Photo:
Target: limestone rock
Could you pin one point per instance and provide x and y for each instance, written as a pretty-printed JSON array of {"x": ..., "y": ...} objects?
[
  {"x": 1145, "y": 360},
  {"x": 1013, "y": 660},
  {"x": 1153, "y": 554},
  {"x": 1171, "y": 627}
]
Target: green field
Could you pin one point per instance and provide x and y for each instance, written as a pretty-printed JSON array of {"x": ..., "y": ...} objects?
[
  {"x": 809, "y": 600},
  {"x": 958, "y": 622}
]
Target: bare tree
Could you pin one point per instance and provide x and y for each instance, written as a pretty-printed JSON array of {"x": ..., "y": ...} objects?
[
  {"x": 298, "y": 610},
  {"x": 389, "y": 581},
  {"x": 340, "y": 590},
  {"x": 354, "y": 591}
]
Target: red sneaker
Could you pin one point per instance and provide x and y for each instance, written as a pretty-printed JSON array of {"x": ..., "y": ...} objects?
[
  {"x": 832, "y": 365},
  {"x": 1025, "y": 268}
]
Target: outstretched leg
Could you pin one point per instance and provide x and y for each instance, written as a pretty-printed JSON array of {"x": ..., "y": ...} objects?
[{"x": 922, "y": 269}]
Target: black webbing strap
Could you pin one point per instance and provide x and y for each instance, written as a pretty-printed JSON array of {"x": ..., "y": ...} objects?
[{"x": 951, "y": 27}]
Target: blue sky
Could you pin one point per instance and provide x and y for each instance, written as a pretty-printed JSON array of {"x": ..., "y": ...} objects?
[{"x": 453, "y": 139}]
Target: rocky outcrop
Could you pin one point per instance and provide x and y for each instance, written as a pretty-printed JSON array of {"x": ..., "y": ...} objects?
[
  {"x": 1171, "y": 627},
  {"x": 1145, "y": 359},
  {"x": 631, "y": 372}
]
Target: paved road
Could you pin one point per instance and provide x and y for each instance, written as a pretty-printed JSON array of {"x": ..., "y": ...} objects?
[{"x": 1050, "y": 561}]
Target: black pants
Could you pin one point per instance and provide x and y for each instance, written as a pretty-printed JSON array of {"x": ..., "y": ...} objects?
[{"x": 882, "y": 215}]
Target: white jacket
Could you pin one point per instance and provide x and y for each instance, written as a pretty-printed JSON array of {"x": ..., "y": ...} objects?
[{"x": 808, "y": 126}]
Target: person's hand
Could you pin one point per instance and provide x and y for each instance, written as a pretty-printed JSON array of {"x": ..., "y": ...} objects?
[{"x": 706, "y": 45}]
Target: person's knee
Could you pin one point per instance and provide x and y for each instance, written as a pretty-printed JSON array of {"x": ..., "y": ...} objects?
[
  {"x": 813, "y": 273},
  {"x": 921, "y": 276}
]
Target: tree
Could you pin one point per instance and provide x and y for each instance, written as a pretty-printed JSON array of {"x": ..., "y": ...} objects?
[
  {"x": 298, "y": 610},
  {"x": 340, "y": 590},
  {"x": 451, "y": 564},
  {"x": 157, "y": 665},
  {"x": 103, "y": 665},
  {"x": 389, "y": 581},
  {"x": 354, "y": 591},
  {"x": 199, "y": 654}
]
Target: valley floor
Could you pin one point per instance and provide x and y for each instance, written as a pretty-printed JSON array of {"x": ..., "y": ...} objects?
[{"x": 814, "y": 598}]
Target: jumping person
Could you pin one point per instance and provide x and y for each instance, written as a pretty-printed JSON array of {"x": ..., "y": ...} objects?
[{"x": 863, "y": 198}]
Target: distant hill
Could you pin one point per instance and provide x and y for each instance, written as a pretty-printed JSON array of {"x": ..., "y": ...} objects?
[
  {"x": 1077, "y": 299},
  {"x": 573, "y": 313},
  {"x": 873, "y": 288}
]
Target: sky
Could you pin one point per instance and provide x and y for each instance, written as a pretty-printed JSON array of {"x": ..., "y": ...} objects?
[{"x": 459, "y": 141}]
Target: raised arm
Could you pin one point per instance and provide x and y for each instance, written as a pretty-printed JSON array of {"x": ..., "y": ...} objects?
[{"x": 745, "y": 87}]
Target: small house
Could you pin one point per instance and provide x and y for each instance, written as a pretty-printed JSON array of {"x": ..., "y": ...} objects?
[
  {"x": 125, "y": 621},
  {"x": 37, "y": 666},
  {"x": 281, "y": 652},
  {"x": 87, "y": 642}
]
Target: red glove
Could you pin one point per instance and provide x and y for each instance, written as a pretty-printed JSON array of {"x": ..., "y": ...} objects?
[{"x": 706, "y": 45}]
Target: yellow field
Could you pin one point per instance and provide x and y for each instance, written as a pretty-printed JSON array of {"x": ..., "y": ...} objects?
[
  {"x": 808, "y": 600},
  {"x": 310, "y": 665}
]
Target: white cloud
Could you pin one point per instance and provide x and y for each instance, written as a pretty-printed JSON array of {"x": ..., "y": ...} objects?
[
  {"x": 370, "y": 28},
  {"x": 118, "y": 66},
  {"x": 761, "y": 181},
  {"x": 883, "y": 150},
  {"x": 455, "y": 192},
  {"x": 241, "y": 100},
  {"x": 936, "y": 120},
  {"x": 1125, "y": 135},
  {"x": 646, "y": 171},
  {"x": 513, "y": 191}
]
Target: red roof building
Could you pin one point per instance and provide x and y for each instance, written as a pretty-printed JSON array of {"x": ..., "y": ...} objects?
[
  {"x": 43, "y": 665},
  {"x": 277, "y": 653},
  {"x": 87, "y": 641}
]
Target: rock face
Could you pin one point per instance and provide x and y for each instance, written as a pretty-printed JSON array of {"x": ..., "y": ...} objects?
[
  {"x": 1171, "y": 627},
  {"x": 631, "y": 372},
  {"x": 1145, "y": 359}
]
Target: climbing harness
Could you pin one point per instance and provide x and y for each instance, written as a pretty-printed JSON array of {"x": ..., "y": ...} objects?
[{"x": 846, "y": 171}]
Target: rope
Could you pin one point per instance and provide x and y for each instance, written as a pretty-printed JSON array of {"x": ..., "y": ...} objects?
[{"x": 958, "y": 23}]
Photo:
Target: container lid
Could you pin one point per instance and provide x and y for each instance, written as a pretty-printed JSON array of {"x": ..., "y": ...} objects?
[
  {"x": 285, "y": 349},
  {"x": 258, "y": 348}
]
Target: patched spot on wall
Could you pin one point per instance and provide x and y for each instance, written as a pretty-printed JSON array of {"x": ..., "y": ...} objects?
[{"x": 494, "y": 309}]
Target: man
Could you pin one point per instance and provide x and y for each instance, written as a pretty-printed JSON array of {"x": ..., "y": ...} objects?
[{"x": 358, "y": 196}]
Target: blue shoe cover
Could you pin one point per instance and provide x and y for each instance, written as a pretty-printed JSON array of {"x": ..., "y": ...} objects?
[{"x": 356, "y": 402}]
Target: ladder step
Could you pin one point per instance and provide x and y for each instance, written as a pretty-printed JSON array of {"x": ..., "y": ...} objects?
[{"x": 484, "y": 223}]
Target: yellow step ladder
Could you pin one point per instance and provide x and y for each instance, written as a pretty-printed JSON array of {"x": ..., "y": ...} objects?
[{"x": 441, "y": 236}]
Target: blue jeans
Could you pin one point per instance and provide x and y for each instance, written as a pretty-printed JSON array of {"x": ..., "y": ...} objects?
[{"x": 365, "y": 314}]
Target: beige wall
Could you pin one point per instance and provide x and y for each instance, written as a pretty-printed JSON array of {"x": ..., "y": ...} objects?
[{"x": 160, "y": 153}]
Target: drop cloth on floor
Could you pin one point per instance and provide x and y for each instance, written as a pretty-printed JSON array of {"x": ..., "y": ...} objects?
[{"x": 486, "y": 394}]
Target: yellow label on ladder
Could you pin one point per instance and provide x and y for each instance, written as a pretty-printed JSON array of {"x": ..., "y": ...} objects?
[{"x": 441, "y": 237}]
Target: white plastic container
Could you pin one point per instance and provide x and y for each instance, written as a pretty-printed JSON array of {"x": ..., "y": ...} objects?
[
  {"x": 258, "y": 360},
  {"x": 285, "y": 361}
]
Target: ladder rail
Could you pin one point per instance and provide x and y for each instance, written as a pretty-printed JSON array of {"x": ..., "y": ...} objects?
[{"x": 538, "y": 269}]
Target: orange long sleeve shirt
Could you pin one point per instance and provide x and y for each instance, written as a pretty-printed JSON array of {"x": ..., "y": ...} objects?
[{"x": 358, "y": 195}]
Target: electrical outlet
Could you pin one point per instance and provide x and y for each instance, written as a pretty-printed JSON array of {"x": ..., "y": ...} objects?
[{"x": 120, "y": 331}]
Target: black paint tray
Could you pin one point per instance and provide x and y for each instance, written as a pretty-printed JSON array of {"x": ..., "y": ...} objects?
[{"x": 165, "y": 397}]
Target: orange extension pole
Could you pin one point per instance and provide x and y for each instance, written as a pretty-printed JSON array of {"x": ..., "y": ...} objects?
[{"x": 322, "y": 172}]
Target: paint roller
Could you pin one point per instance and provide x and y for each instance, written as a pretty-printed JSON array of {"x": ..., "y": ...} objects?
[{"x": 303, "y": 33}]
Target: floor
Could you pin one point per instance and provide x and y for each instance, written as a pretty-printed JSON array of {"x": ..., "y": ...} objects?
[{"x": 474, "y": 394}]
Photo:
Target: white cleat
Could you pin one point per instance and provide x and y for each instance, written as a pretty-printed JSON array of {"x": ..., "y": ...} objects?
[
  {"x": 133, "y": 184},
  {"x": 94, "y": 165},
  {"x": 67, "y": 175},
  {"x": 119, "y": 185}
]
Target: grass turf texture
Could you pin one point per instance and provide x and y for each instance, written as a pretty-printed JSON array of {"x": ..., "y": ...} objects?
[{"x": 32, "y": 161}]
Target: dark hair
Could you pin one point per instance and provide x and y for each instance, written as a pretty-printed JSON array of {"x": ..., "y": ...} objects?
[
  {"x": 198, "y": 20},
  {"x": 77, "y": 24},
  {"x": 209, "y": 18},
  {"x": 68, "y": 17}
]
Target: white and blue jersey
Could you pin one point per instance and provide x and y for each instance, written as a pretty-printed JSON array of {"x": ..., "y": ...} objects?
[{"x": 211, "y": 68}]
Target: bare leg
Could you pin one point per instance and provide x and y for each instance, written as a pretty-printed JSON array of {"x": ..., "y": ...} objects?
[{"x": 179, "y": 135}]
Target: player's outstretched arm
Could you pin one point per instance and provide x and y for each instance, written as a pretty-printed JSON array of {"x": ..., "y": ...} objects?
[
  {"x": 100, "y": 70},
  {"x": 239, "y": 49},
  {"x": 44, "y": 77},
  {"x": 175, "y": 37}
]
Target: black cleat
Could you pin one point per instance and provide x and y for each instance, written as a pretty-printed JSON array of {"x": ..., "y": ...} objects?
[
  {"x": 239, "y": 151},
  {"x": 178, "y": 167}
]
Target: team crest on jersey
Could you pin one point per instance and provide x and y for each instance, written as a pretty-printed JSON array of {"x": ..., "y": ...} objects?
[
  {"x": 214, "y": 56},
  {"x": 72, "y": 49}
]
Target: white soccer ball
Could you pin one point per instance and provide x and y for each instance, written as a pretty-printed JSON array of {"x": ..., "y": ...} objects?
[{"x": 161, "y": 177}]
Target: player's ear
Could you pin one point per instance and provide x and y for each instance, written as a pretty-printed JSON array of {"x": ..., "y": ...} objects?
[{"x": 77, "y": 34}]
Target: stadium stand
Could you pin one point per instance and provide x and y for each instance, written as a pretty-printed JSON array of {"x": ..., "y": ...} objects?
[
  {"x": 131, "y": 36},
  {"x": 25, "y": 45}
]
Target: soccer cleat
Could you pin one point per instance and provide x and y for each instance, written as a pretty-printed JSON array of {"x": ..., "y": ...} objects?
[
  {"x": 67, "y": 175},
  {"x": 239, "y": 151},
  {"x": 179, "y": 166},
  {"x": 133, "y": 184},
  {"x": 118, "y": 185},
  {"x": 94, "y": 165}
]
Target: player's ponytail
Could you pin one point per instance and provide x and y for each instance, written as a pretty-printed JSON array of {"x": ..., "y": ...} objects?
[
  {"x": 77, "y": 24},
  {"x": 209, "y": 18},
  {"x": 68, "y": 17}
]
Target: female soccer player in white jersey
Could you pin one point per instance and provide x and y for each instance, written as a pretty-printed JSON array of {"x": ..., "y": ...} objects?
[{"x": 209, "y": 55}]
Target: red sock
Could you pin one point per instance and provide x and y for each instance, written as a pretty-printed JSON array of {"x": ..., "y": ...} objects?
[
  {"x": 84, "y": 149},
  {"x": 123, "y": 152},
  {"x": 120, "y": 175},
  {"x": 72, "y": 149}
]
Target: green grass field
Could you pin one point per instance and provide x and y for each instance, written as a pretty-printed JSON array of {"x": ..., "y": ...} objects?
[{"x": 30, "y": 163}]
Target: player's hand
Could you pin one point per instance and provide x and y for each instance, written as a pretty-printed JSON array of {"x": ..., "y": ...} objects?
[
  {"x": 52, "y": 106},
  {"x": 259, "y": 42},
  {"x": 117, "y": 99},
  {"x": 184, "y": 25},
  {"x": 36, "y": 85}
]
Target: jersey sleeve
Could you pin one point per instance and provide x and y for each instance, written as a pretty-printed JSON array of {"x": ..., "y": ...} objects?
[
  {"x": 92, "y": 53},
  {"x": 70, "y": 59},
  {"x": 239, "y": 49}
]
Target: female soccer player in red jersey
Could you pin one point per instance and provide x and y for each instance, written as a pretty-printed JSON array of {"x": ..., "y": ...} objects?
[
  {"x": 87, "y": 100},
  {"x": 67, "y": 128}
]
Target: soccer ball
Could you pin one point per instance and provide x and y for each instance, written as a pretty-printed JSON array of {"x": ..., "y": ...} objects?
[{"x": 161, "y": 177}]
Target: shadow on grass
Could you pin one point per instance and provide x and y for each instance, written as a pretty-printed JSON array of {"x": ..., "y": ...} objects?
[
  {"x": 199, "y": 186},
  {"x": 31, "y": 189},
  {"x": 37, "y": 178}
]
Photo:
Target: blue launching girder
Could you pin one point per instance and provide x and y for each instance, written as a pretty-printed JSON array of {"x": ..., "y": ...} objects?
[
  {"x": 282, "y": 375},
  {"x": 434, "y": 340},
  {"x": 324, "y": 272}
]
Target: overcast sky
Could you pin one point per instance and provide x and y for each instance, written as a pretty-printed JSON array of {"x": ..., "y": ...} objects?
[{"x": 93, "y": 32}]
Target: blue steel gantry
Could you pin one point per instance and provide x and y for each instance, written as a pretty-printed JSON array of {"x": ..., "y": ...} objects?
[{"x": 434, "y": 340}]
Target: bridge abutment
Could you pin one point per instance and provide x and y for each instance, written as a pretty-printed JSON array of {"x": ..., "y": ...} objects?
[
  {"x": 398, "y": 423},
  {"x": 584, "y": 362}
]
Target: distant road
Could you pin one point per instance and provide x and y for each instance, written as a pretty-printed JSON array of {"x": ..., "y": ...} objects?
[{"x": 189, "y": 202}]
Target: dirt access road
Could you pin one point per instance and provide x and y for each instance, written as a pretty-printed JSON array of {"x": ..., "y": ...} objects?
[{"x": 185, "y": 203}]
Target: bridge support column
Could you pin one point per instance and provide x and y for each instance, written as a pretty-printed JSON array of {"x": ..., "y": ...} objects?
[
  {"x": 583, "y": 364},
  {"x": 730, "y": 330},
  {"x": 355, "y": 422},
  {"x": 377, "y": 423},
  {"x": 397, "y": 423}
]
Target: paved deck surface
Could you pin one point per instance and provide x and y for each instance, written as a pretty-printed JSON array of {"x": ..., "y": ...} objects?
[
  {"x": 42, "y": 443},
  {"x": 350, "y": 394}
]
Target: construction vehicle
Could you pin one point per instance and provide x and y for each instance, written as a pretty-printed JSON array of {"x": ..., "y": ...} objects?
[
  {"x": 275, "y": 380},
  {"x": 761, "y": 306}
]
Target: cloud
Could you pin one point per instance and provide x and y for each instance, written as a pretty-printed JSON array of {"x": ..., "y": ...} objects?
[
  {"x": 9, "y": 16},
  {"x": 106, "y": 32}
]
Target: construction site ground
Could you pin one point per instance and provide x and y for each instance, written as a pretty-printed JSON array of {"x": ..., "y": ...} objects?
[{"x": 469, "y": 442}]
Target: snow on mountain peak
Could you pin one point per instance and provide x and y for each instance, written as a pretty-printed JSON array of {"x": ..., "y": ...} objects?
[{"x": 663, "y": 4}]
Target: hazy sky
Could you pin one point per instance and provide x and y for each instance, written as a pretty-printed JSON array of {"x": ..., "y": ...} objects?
⁂
STATED TASK:
Would you give again, word for word, every line from the one with "Target: dirt access road" through the final line of the listing above?

EXERCISE ANSWER:
Target: dirt access road
Could you pin one point per instance and provide x and y for each instance, written as a pretty-printed JSON array of {"x": ..., "y": ...} objects?
[{"x": 185, "y": 203}]
Target: bridge support column
Could you pin one point per instance and provide x and y for each instance, written as a pretty-printed JSON array of {"x": ..., "y": ...} objects?
[
  {"x": 583, "y": 364},
  {"x": 730, "y": 330},
  {"x": 355, "y": 422},
  {"x": 377, "y": 423},
  {"x": 397, "y": 423}
]
Target: paved deck surface
Could you pin one point per instance and provide x and y for each instance, written as a pretty-printed JSON array of {"x": ..., "y": ...} objects?
[
  {"x": 42, "y": 443},
  {"x": 350, "y": 394}
]
Target: construction vehicle
Could you pin one point per instance and provide x and y for each instance, written as a pretty-printed JSON array of {"x": ..., "y": ...} objects?
[
  {"x": 275, "y": 380},
  {"x": 761, "y": 306}
]
Target: cloud
Could you pin one point per instance and provide x and y for each instance, written as a pretty-printed JSON array of {"x": ..., "y": ...} objects?
[
  {"x": 9, "y": 16},
  {"x": 106, "y": 32}
]
Target: construction site ground
Could you pin one point per instance and provide x and y for each instance, written as a pretty-printed JSON array of {"x": ..., "y": ...} objects?
[{"x": 469, "y": 442}]
Target: snow on mountain peak
Could you pin one point per instance and provide x and y for each instance, written as a pretty-printed JSON array of {"x": ..., "y": ...} objects?
[{"x": 663, "y": 4}]
Target: hazy sky
Could you pin one point per instance and provide x and y for each instance, written as a pretty-printed JSON array of {"x": ..., "y": ...} objects?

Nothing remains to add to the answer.